■ ASSIGNMENT ■
Please write out the passage of the interview on the Rohingya insurgency from "The ICG report" up to and including "the exact details.".

The ICG report claims that the Rohingya insurgency has links to Saudi Arabia and Pakistan? What is the basis of your findings?
Tim Johnston: We have spoken to a number of people involved in the group behind the attacks, along with other sources. We have strong indications that much of the leadership of Harakah al-Yakin are based in Saudi Arabia – principally Mecca and Medina – although it is worth noting that, as far as we can tell, they are all of Rohingya heritage. We have also been told that Ata Ullah, one of the leaders on the ground, was born in Karachi before moving to Saudi Arabia. It seems that some of the fighters have received training in Pakistan or Afghanistan, but we have not been able to pin down the exact details.
Do the findings imply that the Saudi-Wahhabi version of Islam is also fuelling Islamic extremism among the Rohingya community?
Johnston: Given that the leadership lives in Saudi Arabia, it is clear that they have been exposed to Wahhabism, but we don't think that this is the driving force behind the new insurgency. The motivating force behind HaY is not so much jihadist ideology as anger at the treatment of Rohingya in Rakhine state. Although the movement is backed by fatwas and a number of Islamic scholars, it is at heart motivated by local grievances rather than trans-national jihad like IS or al-Qaida.
Is the Myanmar government concerned about the involvement of some Rohingyas in international jihadist groups? How are they dealing with this?

■ EXTRACTED INFORMATION ■
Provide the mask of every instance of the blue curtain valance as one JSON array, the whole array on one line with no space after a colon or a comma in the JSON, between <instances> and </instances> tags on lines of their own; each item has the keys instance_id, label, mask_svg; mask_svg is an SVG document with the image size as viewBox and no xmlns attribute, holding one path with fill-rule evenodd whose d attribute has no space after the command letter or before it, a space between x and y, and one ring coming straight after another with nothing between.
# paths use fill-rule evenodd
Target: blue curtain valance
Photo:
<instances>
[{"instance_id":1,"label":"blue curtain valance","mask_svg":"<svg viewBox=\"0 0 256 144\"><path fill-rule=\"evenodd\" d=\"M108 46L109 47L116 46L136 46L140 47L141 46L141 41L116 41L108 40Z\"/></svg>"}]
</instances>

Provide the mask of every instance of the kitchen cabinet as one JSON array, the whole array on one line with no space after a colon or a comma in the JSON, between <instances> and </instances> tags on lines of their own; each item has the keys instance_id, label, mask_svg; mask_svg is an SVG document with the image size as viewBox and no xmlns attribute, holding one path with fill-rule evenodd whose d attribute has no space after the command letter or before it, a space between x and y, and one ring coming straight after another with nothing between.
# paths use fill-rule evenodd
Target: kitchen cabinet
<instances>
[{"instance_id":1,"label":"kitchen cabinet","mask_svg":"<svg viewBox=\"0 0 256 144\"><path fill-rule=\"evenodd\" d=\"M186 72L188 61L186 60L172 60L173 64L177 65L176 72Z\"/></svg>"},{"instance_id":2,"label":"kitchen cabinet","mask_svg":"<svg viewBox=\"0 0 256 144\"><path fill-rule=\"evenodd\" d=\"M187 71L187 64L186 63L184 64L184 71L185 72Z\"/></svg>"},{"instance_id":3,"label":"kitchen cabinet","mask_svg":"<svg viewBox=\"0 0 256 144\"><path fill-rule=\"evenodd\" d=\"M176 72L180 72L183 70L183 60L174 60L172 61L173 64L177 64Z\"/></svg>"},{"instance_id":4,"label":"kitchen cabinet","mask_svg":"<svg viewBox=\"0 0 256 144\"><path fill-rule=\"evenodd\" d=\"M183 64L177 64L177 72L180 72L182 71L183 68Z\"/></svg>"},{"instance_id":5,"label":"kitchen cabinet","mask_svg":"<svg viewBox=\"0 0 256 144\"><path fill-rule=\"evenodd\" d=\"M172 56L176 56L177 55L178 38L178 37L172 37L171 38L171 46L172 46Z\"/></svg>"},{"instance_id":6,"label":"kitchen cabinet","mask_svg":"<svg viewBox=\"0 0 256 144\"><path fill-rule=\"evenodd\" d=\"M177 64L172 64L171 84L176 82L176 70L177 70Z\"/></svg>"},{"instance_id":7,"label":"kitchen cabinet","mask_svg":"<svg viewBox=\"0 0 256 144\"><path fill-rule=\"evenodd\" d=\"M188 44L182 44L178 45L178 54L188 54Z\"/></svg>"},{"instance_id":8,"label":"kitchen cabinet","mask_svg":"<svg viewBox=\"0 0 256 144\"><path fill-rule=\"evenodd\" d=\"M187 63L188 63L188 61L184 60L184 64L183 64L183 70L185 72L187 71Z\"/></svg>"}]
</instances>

■ ANSWER TO THE EXERCISE ■
The ICG report claims that the Rohingya insurgency has links to Saudi Arabia and Pakistan? What is the basis of your findings?
Tim Johnston: We have spoken to a number of people involved in the group behind the attacks, along with other sources. We have strong indications that much of the leadership of Harakah al-Yakin are based in Saudi Arabia – principally Mecca and Medina – although it is worth noting that, as far as we can tell, they are all of Rohingya heritage. We have also been told that Ata Ullah, one of the leaders on the ground, was born in Karachi before moving to Saudi Arabia. It seems that some of the fighters have received training in Pakistan or Afghanistan, but we have not been able to pin down the exact details.